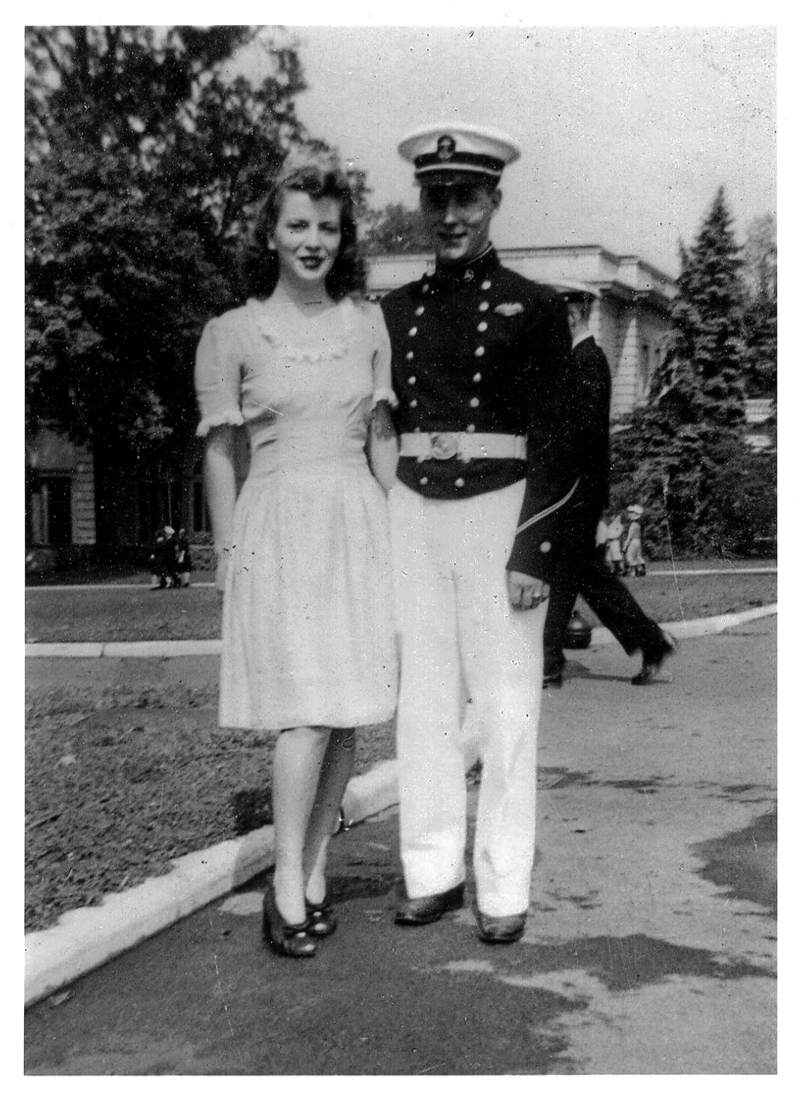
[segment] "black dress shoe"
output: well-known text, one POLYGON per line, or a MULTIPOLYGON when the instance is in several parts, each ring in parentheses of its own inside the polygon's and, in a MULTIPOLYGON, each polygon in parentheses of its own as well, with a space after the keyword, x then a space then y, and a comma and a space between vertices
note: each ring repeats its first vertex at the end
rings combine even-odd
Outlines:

==

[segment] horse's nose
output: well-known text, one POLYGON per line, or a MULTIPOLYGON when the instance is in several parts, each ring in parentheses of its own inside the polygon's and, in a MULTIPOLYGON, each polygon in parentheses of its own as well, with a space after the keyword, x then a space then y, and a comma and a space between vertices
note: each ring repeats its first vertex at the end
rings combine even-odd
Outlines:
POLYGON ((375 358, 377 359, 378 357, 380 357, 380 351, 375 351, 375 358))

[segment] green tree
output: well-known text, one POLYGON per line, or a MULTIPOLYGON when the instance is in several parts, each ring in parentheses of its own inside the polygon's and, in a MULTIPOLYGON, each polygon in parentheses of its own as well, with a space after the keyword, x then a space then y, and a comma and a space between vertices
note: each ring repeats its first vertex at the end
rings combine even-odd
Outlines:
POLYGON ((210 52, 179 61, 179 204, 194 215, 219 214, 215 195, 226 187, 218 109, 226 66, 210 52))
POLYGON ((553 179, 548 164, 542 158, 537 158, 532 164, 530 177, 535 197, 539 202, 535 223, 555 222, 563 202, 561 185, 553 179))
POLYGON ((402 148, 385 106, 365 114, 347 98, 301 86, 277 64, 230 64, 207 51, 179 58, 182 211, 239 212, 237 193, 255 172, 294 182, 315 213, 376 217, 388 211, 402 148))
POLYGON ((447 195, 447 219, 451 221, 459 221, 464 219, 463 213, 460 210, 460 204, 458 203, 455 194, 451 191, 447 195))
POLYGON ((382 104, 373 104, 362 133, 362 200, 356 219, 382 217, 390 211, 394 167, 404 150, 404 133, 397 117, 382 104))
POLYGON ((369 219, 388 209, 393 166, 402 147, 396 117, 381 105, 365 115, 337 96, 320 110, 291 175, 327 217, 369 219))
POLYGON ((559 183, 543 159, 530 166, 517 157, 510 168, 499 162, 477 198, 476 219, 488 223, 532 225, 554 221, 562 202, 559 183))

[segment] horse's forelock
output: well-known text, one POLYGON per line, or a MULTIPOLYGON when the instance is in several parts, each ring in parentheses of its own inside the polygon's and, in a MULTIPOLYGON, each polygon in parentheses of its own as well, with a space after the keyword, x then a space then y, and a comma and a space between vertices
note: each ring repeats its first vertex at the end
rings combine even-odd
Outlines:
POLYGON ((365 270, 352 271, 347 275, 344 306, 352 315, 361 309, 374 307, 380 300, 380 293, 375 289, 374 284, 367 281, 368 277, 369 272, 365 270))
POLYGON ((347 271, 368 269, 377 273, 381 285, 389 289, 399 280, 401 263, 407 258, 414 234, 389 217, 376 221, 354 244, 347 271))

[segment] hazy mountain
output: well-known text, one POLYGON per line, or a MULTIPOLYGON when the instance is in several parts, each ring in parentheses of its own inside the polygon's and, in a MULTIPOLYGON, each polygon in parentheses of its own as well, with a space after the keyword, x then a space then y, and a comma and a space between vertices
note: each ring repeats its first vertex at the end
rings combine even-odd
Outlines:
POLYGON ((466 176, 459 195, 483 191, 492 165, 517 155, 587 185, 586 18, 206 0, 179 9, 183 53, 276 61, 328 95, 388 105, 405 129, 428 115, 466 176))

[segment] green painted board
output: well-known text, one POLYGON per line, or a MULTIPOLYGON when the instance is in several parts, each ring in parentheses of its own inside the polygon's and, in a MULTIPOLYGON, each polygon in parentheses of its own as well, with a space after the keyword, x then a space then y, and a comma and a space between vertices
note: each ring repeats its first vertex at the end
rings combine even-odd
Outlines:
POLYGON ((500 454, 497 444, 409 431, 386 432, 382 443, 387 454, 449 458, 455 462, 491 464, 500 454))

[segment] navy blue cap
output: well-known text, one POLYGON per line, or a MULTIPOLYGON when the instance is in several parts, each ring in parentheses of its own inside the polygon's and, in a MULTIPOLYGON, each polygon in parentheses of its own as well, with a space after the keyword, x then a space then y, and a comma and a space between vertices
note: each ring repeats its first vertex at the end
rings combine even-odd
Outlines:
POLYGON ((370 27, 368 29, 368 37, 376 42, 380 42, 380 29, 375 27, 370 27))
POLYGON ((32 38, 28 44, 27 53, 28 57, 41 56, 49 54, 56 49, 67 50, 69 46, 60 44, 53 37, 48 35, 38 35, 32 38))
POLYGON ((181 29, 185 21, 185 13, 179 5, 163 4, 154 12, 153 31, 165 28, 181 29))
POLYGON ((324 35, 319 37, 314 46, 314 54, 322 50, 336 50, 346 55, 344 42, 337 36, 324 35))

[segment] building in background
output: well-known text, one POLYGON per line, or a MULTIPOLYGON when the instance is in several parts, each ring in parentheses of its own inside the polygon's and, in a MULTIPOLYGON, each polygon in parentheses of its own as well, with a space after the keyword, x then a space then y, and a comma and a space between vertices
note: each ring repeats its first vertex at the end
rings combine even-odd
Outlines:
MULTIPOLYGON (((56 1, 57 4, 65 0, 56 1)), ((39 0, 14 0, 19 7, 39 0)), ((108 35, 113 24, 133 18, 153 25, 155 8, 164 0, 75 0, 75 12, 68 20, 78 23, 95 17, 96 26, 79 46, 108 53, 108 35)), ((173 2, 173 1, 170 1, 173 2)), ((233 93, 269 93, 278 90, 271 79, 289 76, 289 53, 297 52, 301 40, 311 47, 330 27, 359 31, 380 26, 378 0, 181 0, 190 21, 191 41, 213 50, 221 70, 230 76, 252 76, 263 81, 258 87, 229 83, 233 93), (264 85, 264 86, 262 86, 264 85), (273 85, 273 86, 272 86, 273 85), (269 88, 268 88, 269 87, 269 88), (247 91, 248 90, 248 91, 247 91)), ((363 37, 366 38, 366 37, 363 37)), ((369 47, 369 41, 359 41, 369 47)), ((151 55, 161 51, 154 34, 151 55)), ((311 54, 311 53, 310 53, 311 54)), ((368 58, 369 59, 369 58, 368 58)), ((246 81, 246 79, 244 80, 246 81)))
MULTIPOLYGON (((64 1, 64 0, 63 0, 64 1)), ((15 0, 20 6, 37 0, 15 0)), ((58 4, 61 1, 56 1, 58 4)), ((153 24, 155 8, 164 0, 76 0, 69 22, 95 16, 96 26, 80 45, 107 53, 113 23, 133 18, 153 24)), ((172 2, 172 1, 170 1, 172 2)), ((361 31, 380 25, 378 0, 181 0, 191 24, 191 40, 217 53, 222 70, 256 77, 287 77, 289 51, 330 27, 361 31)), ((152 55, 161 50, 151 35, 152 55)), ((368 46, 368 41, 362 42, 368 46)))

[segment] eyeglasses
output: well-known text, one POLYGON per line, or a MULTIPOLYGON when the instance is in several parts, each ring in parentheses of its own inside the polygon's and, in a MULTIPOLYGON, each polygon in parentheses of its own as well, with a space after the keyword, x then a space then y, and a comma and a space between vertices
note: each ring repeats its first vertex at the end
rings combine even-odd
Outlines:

## Work to complete
Where in the records above does the word "horse" appear? Copy each line that holds it.

## Problem solution
[segment] horse's nose
[segment] horse's forelock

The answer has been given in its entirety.